>>>>>
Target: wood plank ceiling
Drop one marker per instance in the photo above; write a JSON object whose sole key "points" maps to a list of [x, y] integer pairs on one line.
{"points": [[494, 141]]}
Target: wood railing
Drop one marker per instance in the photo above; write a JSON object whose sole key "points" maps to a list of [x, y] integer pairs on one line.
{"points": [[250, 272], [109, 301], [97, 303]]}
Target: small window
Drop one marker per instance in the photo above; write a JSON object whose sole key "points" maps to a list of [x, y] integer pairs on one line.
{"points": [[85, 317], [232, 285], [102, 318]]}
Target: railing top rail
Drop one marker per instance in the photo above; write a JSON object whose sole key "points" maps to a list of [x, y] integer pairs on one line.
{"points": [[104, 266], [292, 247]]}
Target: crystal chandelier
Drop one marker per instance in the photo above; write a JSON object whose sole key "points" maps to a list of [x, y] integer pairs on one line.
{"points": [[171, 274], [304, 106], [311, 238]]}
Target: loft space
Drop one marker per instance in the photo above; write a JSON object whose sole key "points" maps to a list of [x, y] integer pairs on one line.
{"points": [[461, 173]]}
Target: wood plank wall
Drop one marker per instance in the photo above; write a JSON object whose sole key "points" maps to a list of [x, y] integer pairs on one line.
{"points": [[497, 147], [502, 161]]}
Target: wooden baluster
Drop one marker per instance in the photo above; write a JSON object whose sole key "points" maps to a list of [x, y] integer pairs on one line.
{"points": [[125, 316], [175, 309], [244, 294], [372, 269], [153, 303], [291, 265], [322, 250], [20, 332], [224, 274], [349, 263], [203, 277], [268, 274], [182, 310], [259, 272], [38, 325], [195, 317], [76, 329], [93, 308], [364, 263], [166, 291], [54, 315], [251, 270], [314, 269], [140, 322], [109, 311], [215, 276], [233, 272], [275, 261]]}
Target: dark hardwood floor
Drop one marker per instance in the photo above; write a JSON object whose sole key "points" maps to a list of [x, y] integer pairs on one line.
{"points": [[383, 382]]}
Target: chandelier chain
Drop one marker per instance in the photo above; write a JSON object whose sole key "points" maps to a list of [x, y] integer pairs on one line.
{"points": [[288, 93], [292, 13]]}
<<<<<
▸ **Objective**
Write out every item above word for word, leaving nothing out.

▸ **Solution for this exercise**
Target: wood plank ceiling
Drop one marker per instance in the photo above; write a JSON object whose sole key "points" maps to a list of [x, y] integer pairs on one line.
{"points": [[494, 141]]}
Target: wood railing
Drop one marker per instance in the photo above; write a JSON object whose sole key "points" maps to a list of [x, y] integer pairs on one line.
{"points": [[250, 272], [109, 301], [97, 303]]}
Target: small window
Drop one marker per instance in the photo above; write a JSON object whose sole key "points" maps to a list of [x, y] integer pairs on one line.
{"points": [[85, 317], [232, 285], [102, 318]]}
Target: railing top rail
Drop one marker per instance in the photo above; write a JSON object whose sole key "points" maps to a list of [x, y] integer pairs on one line.
{"points": [[104, 266], [292, 247]]}
Target: crystal chandelier
Drop one marker per instance in the photo above; write a JSON object whose sole key "points" maps to a list of [x, y] integer pairs on one line.
{"points": [[171, 274], [304, 106], [311, 238]]}
Target: loft space
Drop one marker per instance in the photo above; write a JSON object whose sole key "points" maps to a list of [x, y] integer pairs on one line.
{"points": [[461, 173]]}
Target: wood plank wall
Drop one marker per instance in the photo above; write a JSON object whose sole key "points" maps to a list of [x, y] integer pairs on one line.
{"points": [[497, 147], [502, 161]]}
Target: wooden baluster
Drop one marker per instance in the photo above; write a JSON object whose sole key "points" maps to a list of [x, y] integer pairs on one line.
{"points": [[125, 316], [175, 309], [244, 294], [372, 269], [153, 303], [291, 265], [322, 250], [20, 332], [224, 274], [349, 263], [203, 277], [268, 274], [182, 310], [259, 272], [38, 325], [195, 317], [76, 329], [93, 308], [364, 263], [166, 291], [54, 315], [251, 270], [314, 269], [140, 322], [109, 311], [215, 276], [233, 272], [275, 261]]}
Target: dark hardwood floor
Drop one marker per instance in the photo above; write a JSON object whose sole key "points" maps to a list of [x, y] integer pairs on one line.
{"points": [[383, 382]]}
Target: chandelier chain
Drop one marker per instance in the photo above; write a JSON object whose sole key "points" maps to a list of [x, y] integer pairs on one line.
{"points": [[288, 93], [292, 13]]}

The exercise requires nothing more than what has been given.